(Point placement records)
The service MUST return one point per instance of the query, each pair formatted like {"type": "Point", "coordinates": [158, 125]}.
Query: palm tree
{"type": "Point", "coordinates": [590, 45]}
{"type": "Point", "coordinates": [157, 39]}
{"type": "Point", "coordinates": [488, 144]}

#### Prompt:
Could you recast every line of the records above as a numbered list, leaving out any blank lines?

#### Task answer:
1. The service MUST return one point per instance of the query, each pair formatted like {"type": "Point", "coordinates": [158, 125]}.
2. Query: palm tree
3. {"type": "Point", "coordinates": [590, 45]}
4. {"type": "Point", "coordinates": [157, 39]}
5. {"type": "Point", "coordinates": [488, 144]}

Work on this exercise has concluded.